-- Begin Supplied entries --

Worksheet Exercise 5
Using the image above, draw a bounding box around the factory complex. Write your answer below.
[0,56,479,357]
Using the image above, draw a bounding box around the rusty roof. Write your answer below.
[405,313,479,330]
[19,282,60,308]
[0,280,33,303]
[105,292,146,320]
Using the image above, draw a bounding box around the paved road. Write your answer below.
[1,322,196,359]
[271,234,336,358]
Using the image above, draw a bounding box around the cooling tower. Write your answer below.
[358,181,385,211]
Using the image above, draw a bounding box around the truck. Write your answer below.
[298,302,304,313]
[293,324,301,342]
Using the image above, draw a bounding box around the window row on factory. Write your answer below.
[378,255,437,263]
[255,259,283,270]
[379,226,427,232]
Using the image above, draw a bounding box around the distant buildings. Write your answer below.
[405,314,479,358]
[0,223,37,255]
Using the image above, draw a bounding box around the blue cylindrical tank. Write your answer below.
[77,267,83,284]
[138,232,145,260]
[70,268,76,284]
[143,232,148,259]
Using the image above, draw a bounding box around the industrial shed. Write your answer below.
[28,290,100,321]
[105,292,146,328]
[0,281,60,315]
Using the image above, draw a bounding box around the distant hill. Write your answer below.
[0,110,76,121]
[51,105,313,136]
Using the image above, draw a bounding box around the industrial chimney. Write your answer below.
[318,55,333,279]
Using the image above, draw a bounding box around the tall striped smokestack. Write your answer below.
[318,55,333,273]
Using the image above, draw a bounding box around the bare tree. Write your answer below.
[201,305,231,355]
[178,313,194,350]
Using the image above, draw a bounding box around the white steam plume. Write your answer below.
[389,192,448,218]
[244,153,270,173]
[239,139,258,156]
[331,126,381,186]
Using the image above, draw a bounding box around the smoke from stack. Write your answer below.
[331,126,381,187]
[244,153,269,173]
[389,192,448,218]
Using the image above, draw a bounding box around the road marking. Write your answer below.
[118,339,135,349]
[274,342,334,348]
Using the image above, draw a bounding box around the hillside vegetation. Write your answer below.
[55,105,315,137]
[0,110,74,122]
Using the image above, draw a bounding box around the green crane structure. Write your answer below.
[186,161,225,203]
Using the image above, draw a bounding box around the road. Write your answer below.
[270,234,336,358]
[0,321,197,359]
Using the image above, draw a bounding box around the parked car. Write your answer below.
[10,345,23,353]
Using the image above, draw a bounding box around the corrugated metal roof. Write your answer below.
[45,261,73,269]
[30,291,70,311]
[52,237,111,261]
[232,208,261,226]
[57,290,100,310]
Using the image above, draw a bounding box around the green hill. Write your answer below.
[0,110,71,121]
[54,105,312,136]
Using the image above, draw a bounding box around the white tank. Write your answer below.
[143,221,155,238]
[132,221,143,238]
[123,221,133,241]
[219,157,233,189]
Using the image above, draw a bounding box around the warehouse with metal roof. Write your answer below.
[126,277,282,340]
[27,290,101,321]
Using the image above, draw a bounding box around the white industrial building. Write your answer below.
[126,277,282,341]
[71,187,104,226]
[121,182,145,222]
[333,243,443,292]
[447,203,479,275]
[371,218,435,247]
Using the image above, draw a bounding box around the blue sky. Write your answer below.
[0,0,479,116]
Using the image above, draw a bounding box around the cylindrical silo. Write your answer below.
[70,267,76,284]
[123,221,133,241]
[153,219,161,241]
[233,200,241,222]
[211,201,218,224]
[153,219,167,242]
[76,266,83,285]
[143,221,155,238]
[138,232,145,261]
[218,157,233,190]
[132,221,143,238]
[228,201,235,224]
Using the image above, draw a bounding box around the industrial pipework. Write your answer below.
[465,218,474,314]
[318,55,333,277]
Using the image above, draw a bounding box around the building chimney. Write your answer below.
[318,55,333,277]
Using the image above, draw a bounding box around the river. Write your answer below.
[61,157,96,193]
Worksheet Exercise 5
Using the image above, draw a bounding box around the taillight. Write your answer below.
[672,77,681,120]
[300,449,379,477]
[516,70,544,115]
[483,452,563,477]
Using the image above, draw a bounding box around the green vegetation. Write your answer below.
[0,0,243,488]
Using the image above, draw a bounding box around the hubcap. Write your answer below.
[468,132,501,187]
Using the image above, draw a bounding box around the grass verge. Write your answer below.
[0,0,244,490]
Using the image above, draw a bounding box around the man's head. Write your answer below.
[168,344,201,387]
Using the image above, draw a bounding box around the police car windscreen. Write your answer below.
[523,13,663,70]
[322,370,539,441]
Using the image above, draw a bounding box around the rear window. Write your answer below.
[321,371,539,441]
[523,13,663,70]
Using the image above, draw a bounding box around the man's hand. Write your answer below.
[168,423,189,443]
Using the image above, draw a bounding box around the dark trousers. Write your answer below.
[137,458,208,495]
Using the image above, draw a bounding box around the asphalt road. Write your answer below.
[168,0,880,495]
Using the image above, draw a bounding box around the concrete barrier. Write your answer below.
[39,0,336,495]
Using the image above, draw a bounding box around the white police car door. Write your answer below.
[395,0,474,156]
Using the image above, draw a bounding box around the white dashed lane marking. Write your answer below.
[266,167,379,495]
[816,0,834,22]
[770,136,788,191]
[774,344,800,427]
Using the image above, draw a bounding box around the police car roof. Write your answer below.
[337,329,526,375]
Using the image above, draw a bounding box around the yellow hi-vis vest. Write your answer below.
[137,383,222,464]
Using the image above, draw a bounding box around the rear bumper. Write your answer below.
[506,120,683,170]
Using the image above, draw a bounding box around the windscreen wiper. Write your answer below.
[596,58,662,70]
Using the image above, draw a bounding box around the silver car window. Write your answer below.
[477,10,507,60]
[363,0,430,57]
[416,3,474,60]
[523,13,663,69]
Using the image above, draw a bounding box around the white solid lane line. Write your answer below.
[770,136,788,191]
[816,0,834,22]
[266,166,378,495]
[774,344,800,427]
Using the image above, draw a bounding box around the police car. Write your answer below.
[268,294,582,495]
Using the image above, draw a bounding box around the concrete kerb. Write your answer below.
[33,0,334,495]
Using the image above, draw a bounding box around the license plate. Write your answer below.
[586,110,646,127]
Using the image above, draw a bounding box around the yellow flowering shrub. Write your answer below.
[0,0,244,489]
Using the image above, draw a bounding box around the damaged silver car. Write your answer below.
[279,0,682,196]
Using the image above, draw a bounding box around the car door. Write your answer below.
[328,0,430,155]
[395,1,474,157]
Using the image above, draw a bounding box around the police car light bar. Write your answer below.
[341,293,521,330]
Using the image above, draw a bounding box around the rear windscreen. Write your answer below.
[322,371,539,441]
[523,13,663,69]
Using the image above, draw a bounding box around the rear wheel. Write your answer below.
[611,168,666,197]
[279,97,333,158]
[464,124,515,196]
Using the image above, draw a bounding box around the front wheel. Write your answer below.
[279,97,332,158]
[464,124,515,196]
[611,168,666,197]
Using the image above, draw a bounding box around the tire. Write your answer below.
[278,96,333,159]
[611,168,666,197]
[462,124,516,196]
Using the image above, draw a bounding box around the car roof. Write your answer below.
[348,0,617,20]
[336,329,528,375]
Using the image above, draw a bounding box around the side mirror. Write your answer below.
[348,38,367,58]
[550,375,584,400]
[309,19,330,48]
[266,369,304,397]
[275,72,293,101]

-- End Supplied entries --

Render the material above, from the line containing "the car door. Write your answer below." through the line containing "[341,293,521,330]", both included, as a JSON list of strings. Use one string per line and omit blank lines.

[
  "Using the image above, draw a bounding box around the car door. Write your answer below.",
  "[328,0,430,155]",
  "[395,1,474,157]",
  "Using the image above, draw a bounding box around the police car light bar. Write your answer below.",
  "[341,293,521,330]"
]